• [About this task]: Make an exact copy of every entry, leaving the pictures out.

(Stored data entries)
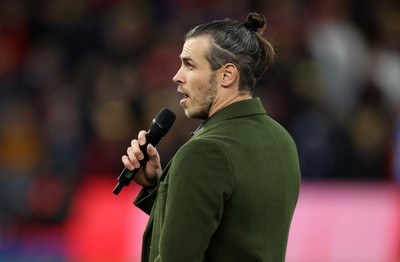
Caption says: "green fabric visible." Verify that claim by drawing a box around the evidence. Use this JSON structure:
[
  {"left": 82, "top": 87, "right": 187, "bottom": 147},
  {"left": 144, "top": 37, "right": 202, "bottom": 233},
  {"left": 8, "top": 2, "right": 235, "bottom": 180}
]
[{"left": 134, "top": 98, "right": 301, "bottom": 262}]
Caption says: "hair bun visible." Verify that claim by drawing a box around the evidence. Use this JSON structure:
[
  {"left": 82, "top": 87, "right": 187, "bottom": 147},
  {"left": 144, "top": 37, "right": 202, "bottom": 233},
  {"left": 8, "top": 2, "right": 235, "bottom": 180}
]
[{"left": 243, "top": 13, "right": 266, "bottom": 33}]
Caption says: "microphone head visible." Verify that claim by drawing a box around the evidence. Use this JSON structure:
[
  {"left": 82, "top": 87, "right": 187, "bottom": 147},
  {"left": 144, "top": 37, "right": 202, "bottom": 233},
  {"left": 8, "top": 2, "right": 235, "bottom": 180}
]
[
  {"left": 149, "top": 108, "right": 176, "bottom": 140},
  {"left": 154, "top": 108, "right": 176, "bottom": 131}
]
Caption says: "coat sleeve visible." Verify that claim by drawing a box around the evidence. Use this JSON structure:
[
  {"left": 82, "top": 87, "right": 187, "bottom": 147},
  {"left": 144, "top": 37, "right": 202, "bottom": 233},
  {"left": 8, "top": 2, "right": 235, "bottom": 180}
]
[
  {"left": 155, "top": 138, "right": 234, "bottom": 261},
  {"left": 133, "top": 188, "right": 158, "bottom": 215}
]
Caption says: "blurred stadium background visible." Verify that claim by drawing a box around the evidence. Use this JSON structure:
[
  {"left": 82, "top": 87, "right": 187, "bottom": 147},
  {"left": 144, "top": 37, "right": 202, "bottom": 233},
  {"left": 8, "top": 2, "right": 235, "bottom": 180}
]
[{"left": 0, "top": 0, "right": 399, "bottom": 261}]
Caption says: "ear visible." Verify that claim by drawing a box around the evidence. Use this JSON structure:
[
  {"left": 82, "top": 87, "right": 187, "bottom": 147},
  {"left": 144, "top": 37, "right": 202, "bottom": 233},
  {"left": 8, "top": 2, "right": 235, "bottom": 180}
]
[{"left": 221, "top": 63, "right": 238, "bottom": 87}]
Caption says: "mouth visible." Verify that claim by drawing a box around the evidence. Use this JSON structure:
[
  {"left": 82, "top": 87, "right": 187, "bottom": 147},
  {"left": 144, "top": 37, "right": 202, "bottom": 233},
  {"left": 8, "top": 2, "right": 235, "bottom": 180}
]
[{"left": 178, "top": 90, "right": 189, "bottom": 105}]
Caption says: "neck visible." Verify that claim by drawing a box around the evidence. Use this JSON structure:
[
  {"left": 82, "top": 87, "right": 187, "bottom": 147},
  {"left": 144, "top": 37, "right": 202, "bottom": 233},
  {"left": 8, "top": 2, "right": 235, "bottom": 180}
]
[{"left": 208, "top": 92, "right": 252, "bottom": 117}]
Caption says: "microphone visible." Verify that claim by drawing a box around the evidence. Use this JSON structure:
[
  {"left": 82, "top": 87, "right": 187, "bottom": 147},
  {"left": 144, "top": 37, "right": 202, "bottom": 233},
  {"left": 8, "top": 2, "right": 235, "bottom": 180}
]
[{"left": 113, "top": 108, "right": 176, "bottom": 195}]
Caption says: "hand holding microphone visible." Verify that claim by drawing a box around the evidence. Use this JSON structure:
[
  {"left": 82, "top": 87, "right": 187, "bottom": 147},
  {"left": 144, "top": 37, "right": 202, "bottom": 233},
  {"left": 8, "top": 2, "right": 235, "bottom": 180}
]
[
  {"left": 113, "top": 108, "right": 176, "bottom": 195},
  {"left": 123, "top": 131, "right": 161, "bottom": 189}
]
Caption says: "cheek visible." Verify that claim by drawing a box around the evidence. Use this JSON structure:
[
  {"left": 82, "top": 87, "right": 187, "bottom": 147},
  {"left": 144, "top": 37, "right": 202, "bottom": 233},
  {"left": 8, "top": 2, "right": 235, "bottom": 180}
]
[
  {"left": 186, "top": 70, "right": 214, "bottom": 97},
  {"left": 185, "top": 74, "right": 201, "bottom": 92},
  {"left": 188, "top": 69, "right": 210, "bottom": 85}
]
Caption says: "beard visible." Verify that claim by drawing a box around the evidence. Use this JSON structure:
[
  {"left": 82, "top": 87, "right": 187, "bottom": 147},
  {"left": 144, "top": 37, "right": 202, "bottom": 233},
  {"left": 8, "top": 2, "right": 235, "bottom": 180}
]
[{"left": 182, "top": 72, "right": 218, "bottom": 119}]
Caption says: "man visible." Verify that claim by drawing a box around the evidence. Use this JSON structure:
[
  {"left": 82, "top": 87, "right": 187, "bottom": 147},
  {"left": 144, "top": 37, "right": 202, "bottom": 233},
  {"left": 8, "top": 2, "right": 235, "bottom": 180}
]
[{"left": 122, "top": 12, "right": 301, "bottom": 262}]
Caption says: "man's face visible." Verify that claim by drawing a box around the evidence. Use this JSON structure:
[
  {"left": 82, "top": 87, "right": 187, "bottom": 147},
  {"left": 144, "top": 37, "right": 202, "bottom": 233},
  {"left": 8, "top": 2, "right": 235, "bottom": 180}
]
[{"left": 173, "top": 36, "right": 219, "bottom": 119}]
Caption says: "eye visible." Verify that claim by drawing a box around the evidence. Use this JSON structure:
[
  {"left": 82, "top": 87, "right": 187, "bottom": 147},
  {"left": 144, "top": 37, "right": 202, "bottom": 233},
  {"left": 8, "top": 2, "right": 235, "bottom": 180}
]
[
  {"left": 186, "top": 62, "right": 194, "bottom": 70},
  {"left": 183, "top": 59, "right": 194, "bottom": 70}
]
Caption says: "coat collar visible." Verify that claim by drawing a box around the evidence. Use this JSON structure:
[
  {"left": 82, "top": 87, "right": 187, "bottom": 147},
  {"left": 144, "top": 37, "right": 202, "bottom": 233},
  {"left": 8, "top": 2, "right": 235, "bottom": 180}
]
[{"left": 190, "top": 97, "right": 266, "bottom": 138}]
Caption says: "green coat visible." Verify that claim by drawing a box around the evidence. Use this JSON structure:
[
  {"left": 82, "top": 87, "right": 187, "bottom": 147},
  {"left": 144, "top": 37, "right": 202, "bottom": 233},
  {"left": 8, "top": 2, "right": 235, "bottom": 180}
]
[{"left": 134, "top": 98, "right": 301, "bottom": 262}]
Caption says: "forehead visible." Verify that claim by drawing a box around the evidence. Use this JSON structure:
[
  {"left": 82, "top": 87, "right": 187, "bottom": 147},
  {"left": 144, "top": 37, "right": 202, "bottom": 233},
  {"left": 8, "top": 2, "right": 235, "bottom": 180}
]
[{"left": 180, "top": 36, "right": 211, "bottom": 63}]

• [Written response]:
Caption says: "green fabric visible." Verify that claim by drawing a box around the evidence. Use this JSON structure:
[
  {"left": 82, "top": 87, "right": 187, "bottom": 147},
  {"left": 144, "top": 37, "right": 202, "bottom": 233},
  {"left": 8, "top": 2, "right": 235, "bottom": 180}
]
[{"left": 134, "top": 98, "right": 301, "bottom": 262}]
Caption says: "hair bun visible." Verify that claim by drawing a box around the evidence. Use this JSON structure:
[
  {"left": 82, "top": 87, "right": 187, "bottom": 147},
  {"left": 144, "top": 37, "right": 202, "bottom": 233},
  {"left": 8, "top": 2, "right": 235, "bottom": 180}
]
[{"left": 243, "top": 13, "right": 266, "bottom": 33}]
Caption says: "microphone head visible." Verify that claim by drawing a box around the evidence. Use this JSON structure:
[
  {"left": 82, "top": 87, "right": 187, "bottom": 147},
  {"left": 144, "top": 37, "right": 202, "bottom": 233},
  {"left": 8, "top": 2, "right": 235, "bottom": 180}
]
[
  {"left": 149, "top": 108, "right": 176, "bottom": 140},
  {"left": 154, "top": 108, "right": 176, "bottom": 131}
]
Caption says: "coat sleeve visible." Verify that claim by drawing a box around the evidence. Use this JSON structure:
[
  {"left": 82, "top": 87, "right": 187, "bottom": 147},
  {"left": 144, "top": 37, "right": 202, "bottom": 233},
  {"left": 8, "top": 2, "right": 235, "bottom": 180}
]
[
  {"left": 155, "top": 138, "right": 234, "bottom": 261},
  {"left": 133, "top": 188, "right": 158, "bottom": 215}
]
Caption says: "blurred stadium background visible." Verify that claim by drawing a box around the evidence. Use this JSON structure:
[
  {"left": 82, "top": 87, "right": 187, "bottom": 147},
  {"left": 144, "top": 37, "right": 202, "bottom": 233},
  {"left": 8, "top": 2, "right": 235, "bottom": 180}
]
[{"left": 0, "top": 0, "right": 399, "bottom": 261}]
Caption says: "ear visible." Verify that claim by drawing a box around the evidence. Use this JSON structure:
[
  {"left": 82, "top": 87, "right": 187, "bottom": 147},
  {"left": 144, "top": 37, "right": 202, "bottom": 233},
  {"left": 8, "top": 2, "right": 235, "bottom": 180}
]
[{"left": 221, "top": 63, "right": 238, "bottom": 87}]
Caption says: "mouth visible." Verify that claim by drawing a box around the evidence. Use this JSON structure:
[
  {"left": 82, "top": 87, "right": 187, "bottom": 147},
  {"left": 144, "top": 37, "right": 202, "bottom": 233},
  {"left": 8, "top": 2, "right": 235, "bottom": 180}
]
[{"left": 178, "top": 90, "right": 189, "bottom": 105}]
Caption says: "neck visible." Verify that claim by drawing a box around the evidence. Use this JSON structure:
[
  {"left": 82, "top": 87, "right": 187, "bottom": 147},
  {"left": 144, "top": 37, "right": 202, "bottom": 233},
  {"left": 8, "top": 2, "right": 235, "bottom": 180}
]
[{"left": 208, "top": 92, "right": 252, "bottom": 117}]
Caption says: "microphone visible." Verify that claim by drawing a box around the evidence. Use this JSON structure:
[
  {"left": 82, "top": 87, "right": 187, "bottom": 147},
  {"left": 144, "top": 37, "right": 202, "bottom": 233},
  {"left": 8, "top": 2, "right": 235, "bottom": 180}
]
[{"left": 113, "top": 108, "right": 176, "bottom": 195}]
Caption says: "hand holding microphone visible." Verify that claim by drawing a box around the evidence. Use this JSON structure:
[
  {"left": 82, "top": 87, "right": 187, "bottom": 147},
  {"left": 144, "top": 37, "right": 202, "bottom": 233},
  {"left": 8, "top": 2, "right": 235, "bottom": 180}
]
[
  {"left": 113, "top": 108, "right": 176, "bottom": 195},
  {"left": 123, "top": 131, "right": 161, "bottom": 189}
]
Caption says: "cheek visible." Verify that claim by drawing a box around the evidence. Use this JSON structure:
[
  {"left": 82, "top": 87, "right": 187, "bottom": 147},
  {"left": 144, "top": 37, "right": 202, "bottom": 233},
  {"left": 8, "top": 2, "right": 235, "bottom": 180}
]
[
  {"left": 186, "top": 70, "right": 214, "bottom": 97},
  {"left": 185, "top": 74, "right": 201, "bottom": 92},
  {"left": 188, "top": 69, "right": 210, "bottom": 85}
]
Caption says: "beard visible." Verify that claim by drawing a box around the evidence. Use this JSON structure:
[
  {"left": 82, "top": 87, "right": 187, "bottom": 147},
  {"left": 144, "top": 37, "right": 202, "bottom": 233},
  {"left": 8, "top": 2, "right": 235, "bottom": 180}
]
[{"left": 182, "top": 72, "right": 218, "bottom": 119}]
Caption says: "man visible." Verify that claim by drawing a box around the evidence. Use this JSON structure:
[
  {"left": 82, "top": 87, "right": 187, "bottom": 147},
  {"left": 144, "top": 37, "right": 202, "bottom": 233},
  {"left": 8, "top": 2, "right": 235, "bottom": 180}
]
[{"left": 122, "top": 12, "right": 301, "bottom": 262}]
Caption says: "man's face visible." Verify that claim by drawing a box around the evidence. Use this JSON structure:
[
  {"left": 82, "top": 87, "right": 187, "bottom": 147},
  {"left": 144, "top": 37, "right": 202, "bottom": 233},
  {"left": 8, "top": 2, "right": 235, "bottom": 180}
]
[{"left": 173, "top": 36, "right": 219, "bottom": 119}]
Caption says: "eye visible." Verify that claim by drawing a box around the evidence. Use this JSON structure:
[
  {"left": 82, "top": 87, "right": 187, "bottom": 147},
  {"left": 144, "top": 37, "right": 202, "bottom": 233},
  {"left": 8, "top": 2, "right": 235, "bottom": 180}
]
[
  {"left": 186, "top": 62, "right": 194, "bottom": 70},
  {"left": 183, "top": 59, "right": 194, "bottom": 70}
]
Caption says: "coat collar visible." Verify that claim by drawing a box around the evidence. Use this JSON structure:
[
  {"left": 82, "top": 87, "right": 187, "bottom": 147},
  {"left": 144, "top": 37, "right": 202, "bottom": 233},
  {"left": 8, "top": 2, "right": 235, "bottom": 180}
]
[{"left": 190, "top": 97, "right": 266, "bottom": 138}]
Caption says: "green coat visible." Verify that claim by drawing a box around the evidence. Use this JSON structure:
[
  {"left": 82, "top": 87, "right": 187, "bottom": 147},
  {"left": 144, "top": 37, "right": 202, "bottom": 233},
  {"left": 8, "top": 2, "right": 235, "bottom": 180}
]
[{"left": 134, "top": 98, "right": 301, "bottom": 262}]
Caption says: "forehead visible." Verify that claim by drawing a box around the evidence. Use this JSON structure:
[
  {"left": 82, "top": 87, "right": 187, "bottom": 147},
  {"left": 144, "top": 37, "right": 202, "bottom": 233},
  {"left": 8, "top": 2, "right": 235, "bottom": 180}
]
[{"left": 180, "top": 36, "right": 211, "bottom": 63}]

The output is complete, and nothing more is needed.